Write out exactly the lines running from the one that contains "Please spot the metal support" through the end of the material.

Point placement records
* * * * *
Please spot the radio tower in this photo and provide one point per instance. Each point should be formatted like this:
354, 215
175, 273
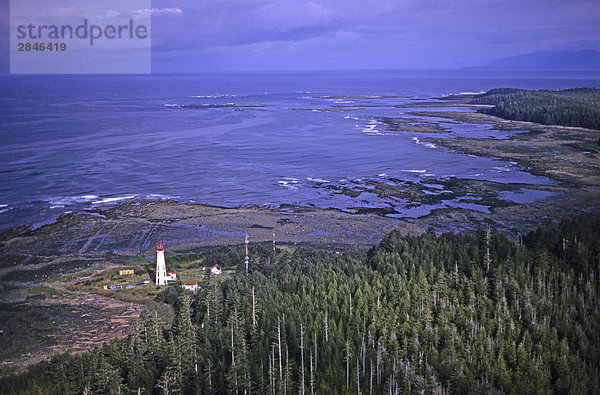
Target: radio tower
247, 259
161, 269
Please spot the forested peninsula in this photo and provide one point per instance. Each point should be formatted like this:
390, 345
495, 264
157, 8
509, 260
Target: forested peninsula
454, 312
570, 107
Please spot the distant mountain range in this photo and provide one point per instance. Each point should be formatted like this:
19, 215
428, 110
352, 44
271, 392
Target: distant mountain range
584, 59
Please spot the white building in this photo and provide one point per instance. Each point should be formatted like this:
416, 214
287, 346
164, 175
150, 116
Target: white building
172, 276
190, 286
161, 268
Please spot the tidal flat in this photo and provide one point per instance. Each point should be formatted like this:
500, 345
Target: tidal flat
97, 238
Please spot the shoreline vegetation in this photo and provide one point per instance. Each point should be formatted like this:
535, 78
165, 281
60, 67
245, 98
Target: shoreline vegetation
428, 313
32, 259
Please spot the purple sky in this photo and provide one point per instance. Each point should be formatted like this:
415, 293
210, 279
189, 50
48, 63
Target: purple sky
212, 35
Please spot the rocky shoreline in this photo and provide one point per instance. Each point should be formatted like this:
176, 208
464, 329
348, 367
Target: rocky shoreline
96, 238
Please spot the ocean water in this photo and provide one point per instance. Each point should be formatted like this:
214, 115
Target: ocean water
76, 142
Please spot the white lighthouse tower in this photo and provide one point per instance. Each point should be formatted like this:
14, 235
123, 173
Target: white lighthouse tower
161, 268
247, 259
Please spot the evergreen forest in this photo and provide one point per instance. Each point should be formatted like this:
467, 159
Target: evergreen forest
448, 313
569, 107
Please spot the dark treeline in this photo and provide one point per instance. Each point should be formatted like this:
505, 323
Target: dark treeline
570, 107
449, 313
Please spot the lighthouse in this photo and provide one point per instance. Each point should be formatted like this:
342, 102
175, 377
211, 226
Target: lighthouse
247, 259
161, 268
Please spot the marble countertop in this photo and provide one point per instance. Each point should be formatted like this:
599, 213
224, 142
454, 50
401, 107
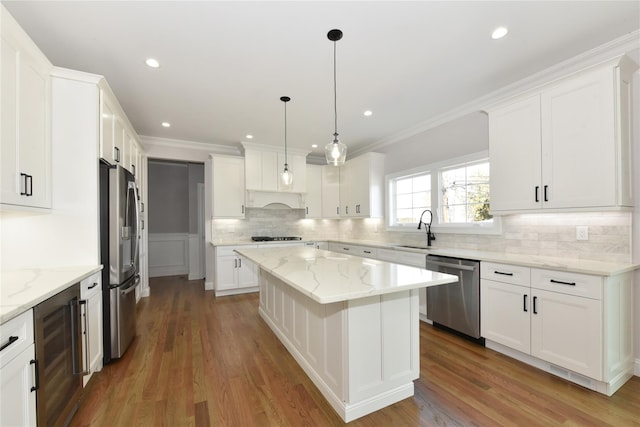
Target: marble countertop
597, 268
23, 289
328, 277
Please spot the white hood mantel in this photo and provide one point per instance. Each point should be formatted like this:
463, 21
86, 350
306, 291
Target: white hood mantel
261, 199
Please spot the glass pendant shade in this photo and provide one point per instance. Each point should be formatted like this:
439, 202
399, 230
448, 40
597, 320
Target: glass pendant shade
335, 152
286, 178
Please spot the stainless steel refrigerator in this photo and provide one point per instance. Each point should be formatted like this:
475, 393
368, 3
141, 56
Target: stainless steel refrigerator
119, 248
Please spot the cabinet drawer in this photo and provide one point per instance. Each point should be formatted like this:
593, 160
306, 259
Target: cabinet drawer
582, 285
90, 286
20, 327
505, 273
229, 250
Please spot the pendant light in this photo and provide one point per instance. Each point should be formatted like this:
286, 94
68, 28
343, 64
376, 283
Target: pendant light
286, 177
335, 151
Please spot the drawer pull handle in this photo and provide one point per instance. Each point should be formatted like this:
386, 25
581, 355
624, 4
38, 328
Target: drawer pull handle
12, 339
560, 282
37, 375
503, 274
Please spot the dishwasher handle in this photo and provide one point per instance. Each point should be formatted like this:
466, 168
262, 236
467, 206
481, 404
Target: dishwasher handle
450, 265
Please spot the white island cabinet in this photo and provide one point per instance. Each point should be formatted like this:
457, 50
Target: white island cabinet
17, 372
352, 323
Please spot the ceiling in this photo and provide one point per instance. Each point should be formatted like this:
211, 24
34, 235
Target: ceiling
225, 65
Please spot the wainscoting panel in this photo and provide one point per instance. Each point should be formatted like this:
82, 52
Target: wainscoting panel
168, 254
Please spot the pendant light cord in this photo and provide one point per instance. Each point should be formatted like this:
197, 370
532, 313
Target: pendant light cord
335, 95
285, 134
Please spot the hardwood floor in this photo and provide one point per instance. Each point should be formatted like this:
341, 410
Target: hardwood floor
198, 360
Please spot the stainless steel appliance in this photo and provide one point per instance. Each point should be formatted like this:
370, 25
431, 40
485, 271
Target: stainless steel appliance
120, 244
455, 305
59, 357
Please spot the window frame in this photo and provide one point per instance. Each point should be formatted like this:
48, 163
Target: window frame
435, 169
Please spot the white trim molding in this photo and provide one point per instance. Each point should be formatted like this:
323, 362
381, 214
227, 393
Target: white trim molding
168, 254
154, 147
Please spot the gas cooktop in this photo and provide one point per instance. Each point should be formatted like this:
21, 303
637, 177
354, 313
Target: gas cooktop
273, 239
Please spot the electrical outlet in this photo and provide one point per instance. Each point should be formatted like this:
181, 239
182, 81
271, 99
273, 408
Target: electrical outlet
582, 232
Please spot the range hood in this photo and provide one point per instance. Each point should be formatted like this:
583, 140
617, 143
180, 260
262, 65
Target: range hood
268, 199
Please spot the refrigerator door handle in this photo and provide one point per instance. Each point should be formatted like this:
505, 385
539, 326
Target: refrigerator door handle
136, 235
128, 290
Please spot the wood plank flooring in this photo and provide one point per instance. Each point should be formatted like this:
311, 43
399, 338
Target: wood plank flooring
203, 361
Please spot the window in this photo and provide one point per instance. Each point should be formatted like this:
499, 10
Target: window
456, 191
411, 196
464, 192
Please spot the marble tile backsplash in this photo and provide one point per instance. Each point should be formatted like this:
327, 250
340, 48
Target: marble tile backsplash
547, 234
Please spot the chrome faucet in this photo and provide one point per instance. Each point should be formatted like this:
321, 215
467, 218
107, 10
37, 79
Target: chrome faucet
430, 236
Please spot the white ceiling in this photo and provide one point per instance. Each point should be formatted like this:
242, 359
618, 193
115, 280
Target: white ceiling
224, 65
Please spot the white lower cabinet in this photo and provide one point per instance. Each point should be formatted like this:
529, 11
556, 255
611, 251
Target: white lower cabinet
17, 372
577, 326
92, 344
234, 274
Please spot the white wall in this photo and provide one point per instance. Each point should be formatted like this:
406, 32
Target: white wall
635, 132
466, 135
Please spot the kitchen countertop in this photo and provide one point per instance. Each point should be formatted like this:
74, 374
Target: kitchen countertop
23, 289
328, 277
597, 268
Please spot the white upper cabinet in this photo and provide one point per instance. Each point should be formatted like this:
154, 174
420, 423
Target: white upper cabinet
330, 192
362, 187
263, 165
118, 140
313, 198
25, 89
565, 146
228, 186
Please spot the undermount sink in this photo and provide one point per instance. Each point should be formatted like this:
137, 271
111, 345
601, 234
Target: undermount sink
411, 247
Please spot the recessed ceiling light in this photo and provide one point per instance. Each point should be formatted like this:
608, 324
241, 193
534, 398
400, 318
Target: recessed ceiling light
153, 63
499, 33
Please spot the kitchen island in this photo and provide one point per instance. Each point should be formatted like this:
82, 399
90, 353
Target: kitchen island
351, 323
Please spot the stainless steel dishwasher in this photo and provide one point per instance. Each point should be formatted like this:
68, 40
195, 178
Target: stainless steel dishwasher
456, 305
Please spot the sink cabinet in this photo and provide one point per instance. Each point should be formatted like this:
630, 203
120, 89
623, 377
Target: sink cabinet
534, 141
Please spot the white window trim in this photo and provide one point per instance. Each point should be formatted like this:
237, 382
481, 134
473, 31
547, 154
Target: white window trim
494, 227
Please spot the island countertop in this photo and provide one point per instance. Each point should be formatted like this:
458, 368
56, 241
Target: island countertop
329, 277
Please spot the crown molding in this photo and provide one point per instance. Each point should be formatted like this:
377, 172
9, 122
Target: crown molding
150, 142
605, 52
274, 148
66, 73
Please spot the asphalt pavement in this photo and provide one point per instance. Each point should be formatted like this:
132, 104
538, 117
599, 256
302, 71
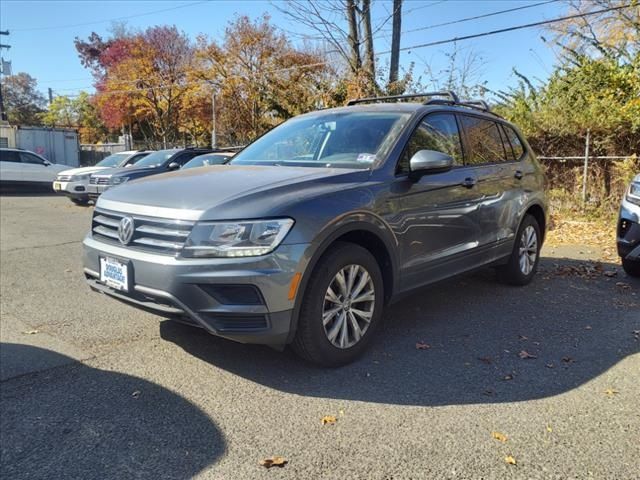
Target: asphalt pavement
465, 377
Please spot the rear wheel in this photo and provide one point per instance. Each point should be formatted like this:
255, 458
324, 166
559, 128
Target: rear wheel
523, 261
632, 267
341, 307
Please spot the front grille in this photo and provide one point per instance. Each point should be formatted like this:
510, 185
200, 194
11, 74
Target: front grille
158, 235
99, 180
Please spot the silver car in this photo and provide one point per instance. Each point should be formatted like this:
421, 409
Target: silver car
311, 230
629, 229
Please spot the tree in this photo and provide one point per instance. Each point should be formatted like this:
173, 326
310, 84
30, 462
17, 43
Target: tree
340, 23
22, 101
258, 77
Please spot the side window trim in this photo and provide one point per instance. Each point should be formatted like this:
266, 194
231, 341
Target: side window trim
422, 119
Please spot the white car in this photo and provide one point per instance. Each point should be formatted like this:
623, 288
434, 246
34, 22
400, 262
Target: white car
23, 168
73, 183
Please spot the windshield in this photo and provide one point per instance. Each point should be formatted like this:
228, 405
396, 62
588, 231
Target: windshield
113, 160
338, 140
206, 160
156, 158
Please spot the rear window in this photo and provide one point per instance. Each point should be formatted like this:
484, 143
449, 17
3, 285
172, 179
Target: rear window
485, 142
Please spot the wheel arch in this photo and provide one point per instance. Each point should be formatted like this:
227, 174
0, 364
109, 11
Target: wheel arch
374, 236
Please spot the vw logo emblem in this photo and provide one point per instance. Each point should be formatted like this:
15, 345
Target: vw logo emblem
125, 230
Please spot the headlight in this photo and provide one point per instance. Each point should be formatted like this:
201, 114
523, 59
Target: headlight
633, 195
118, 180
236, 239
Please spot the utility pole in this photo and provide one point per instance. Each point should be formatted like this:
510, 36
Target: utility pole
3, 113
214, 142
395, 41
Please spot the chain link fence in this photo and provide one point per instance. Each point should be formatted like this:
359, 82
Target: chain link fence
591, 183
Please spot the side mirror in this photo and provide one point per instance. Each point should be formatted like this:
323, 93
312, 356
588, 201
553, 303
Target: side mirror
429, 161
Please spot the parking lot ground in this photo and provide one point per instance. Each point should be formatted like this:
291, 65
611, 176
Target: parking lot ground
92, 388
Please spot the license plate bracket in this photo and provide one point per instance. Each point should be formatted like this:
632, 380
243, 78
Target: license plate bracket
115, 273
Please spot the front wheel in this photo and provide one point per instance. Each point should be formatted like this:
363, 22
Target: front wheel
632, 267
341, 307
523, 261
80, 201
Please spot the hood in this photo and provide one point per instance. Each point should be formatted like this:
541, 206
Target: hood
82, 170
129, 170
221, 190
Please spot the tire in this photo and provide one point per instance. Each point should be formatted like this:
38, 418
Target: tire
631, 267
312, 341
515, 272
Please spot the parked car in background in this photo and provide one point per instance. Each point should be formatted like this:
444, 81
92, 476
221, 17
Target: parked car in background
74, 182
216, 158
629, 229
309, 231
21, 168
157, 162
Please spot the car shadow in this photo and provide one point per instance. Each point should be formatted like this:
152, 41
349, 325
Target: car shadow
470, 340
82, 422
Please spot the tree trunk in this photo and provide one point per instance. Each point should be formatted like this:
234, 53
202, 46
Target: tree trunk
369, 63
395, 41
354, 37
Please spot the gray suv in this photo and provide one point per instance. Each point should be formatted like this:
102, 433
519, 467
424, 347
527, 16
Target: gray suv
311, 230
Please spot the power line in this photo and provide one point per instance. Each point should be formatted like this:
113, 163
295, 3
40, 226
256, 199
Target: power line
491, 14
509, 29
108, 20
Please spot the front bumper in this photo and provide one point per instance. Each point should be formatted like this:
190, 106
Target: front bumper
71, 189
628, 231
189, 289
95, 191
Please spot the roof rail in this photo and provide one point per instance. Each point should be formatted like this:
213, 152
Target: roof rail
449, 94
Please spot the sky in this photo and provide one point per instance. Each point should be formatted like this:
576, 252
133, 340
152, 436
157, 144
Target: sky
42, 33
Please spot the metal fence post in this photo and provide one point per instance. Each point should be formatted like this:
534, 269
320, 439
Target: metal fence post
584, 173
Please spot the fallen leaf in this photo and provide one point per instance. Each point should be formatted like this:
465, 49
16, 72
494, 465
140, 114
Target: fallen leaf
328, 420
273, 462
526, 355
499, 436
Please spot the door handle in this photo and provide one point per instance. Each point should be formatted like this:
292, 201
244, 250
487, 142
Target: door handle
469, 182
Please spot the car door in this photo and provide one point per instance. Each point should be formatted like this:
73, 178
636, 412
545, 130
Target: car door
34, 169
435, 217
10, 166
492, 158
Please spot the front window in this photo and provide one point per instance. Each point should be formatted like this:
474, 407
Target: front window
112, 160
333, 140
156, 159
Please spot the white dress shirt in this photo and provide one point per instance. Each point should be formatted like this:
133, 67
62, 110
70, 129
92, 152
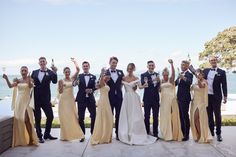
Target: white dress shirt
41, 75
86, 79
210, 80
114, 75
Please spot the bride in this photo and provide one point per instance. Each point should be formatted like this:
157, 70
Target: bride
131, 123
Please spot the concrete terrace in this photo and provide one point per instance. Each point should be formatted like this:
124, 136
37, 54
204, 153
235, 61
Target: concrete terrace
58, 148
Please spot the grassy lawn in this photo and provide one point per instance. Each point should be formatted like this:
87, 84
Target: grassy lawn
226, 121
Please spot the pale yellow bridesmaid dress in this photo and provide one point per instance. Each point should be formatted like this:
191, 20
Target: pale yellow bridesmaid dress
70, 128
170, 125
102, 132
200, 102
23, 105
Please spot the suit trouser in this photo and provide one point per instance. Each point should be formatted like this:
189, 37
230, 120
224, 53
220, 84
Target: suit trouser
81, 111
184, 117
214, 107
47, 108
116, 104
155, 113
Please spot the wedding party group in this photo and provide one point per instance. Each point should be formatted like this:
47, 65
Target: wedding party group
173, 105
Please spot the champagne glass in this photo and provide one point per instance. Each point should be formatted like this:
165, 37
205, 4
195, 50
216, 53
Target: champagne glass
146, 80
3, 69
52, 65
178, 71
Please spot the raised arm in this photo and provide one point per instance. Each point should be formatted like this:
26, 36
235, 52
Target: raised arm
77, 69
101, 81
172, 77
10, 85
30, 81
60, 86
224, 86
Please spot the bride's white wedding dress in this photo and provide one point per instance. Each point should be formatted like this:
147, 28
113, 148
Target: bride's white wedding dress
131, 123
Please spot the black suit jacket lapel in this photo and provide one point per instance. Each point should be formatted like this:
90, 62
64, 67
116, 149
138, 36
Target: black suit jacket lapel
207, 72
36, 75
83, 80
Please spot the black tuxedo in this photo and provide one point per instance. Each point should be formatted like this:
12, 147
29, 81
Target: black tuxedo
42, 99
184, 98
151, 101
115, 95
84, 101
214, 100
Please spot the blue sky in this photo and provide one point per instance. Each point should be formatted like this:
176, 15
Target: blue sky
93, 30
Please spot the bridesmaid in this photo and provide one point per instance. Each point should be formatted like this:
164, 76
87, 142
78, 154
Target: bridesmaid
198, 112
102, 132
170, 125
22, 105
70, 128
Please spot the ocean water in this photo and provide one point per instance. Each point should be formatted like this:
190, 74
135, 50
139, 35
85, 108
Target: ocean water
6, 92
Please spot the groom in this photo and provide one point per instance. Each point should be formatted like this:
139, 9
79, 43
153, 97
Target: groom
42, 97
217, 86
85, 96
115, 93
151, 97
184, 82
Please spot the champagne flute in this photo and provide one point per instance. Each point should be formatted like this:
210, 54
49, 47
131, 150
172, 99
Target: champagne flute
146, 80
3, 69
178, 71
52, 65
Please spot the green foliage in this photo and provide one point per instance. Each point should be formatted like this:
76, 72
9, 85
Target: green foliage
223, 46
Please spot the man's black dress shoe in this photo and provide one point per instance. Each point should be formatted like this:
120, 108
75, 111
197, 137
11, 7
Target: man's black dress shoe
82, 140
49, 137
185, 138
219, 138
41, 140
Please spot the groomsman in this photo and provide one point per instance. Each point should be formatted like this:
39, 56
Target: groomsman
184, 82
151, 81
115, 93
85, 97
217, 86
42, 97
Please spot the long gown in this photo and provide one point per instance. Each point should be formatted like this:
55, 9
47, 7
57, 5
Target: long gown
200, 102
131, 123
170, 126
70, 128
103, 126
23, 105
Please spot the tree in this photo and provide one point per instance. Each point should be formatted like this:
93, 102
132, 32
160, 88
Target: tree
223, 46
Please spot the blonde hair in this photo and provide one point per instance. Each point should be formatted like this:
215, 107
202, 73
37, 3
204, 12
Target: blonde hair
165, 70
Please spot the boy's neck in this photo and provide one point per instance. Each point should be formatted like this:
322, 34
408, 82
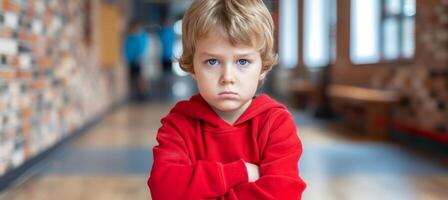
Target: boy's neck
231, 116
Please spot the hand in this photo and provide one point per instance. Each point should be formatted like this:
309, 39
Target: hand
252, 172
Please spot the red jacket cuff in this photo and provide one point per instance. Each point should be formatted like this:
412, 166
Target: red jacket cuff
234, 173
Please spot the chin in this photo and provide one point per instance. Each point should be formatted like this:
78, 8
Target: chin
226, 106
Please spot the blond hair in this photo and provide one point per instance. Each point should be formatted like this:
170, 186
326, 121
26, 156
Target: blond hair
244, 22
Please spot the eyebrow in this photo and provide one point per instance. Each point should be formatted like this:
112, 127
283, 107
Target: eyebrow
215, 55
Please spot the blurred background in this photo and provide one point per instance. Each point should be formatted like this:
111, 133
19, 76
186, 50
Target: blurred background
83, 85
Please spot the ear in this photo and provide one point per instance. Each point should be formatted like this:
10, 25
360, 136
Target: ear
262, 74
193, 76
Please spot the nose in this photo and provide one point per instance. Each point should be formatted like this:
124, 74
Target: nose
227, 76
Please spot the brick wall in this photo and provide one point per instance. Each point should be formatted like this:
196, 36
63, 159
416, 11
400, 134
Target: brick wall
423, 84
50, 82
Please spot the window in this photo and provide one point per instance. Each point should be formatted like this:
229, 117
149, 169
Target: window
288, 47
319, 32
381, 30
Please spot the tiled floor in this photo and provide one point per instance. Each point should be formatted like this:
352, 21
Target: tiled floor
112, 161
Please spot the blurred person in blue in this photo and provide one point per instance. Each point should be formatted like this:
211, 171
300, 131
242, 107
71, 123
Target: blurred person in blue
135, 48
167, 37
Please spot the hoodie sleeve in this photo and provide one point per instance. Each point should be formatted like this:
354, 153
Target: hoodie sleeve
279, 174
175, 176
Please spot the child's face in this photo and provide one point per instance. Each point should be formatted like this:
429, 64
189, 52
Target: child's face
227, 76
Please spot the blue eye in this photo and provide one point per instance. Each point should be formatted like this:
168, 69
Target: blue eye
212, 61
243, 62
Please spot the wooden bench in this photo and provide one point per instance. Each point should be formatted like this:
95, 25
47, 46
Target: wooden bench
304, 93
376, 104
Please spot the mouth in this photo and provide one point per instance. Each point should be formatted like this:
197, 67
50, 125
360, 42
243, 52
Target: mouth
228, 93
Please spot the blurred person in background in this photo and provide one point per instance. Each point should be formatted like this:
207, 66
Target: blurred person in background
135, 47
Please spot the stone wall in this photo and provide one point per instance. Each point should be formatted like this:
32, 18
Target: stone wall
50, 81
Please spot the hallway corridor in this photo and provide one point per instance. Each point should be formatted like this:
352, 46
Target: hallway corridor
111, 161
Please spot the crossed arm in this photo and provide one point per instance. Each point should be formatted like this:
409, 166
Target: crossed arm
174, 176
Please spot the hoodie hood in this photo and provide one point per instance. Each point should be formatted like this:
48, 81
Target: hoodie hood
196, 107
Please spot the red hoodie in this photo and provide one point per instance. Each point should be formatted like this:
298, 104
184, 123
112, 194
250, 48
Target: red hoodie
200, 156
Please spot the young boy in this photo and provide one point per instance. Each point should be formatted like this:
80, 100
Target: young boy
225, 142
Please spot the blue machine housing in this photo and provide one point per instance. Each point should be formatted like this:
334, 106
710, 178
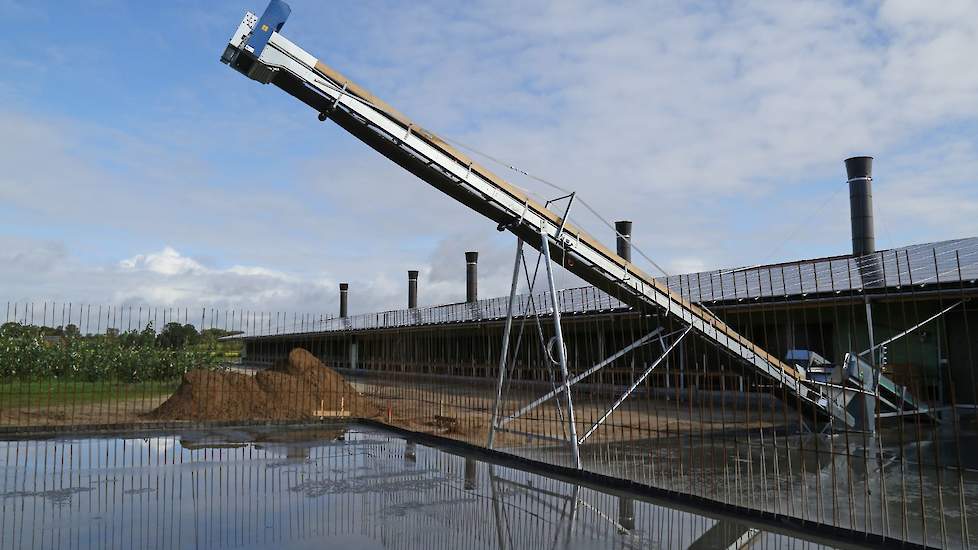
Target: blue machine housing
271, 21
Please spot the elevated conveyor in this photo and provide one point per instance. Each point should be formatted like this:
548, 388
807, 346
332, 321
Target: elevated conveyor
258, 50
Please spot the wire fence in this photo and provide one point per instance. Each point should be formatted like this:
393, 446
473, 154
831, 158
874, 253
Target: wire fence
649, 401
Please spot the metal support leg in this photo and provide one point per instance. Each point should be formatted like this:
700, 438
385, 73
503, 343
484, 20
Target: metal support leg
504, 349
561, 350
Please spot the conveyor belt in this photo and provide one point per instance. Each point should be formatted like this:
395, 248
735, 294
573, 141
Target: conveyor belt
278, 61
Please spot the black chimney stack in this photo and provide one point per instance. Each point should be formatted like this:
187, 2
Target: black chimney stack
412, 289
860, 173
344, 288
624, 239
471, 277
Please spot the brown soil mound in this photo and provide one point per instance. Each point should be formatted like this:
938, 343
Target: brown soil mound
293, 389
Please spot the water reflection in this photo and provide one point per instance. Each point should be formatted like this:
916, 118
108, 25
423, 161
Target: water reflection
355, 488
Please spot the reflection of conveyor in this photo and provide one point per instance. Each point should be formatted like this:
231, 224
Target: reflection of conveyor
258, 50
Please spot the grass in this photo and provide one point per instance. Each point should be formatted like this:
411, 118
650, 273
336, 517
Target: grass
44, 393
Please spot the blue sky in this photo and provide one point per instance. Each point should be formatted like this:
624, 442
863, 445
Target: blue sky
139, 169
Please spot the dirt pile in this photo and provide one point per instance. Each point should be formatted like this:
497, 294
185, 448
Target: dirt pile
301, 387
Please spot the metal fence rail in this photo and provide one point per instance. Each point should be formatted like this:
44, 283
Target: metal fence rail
* * * * *
◆ Output for this task
Please spot the metal support leg in this photo and provide one point per instance. Each point should be formatted like this:
700, 438
385, 73
503, 343
484, 20
Target: metal support leg
504, 349
561, 350
Please spot the conveyor belt in this photo and provide one point per instance. Each point should be formatted like this:
395, 248
735, 294
573, 141
Target: conveyor belt
278, 61
Please spot the black chimney stack in this photo and provide one point per instance. Each point should be formatted like this:
187, 2
Target: black chimney stack
412, 289
860, 173
344, 288
624, 239
471, 277
Please spot the brown soil mound in this photo and provide one point per instance. Each point should be formatted like this:
938, 343
Target: brown soil mound
293, 389
Please spot the water reflection in this photo and provide one point per instance. Each point should be formatted like this:
916, 118
108, 25
423, 161
Target: water reflection
355, 488
Please spot the reflection of conveyor in this photo and provide one point per instance. Each point should be formatted like this:
231, 224
Target: reflection of conveyor
258, 50
Please spot the grass in this photo and provide one point per instance. Each point should be formatted like this:
411, 118
650, 273
336, 517
Target: grass
44, 393
Please spot the blue sky in this photo and provide one point per instance. Each point should be formatted like this:
624, 442
863, 445
Target: blue sky
139, 169
Please spot the dirt pile in this photo and provide one point per instance. Each point should be formatted like this:
497, 294
185, 448
Target: dirt pile
301, 387
Please spot the metal fence rail in this photo and provide one point per instance. Each point should be formatted like this:
44, 283
Target: metal fence rail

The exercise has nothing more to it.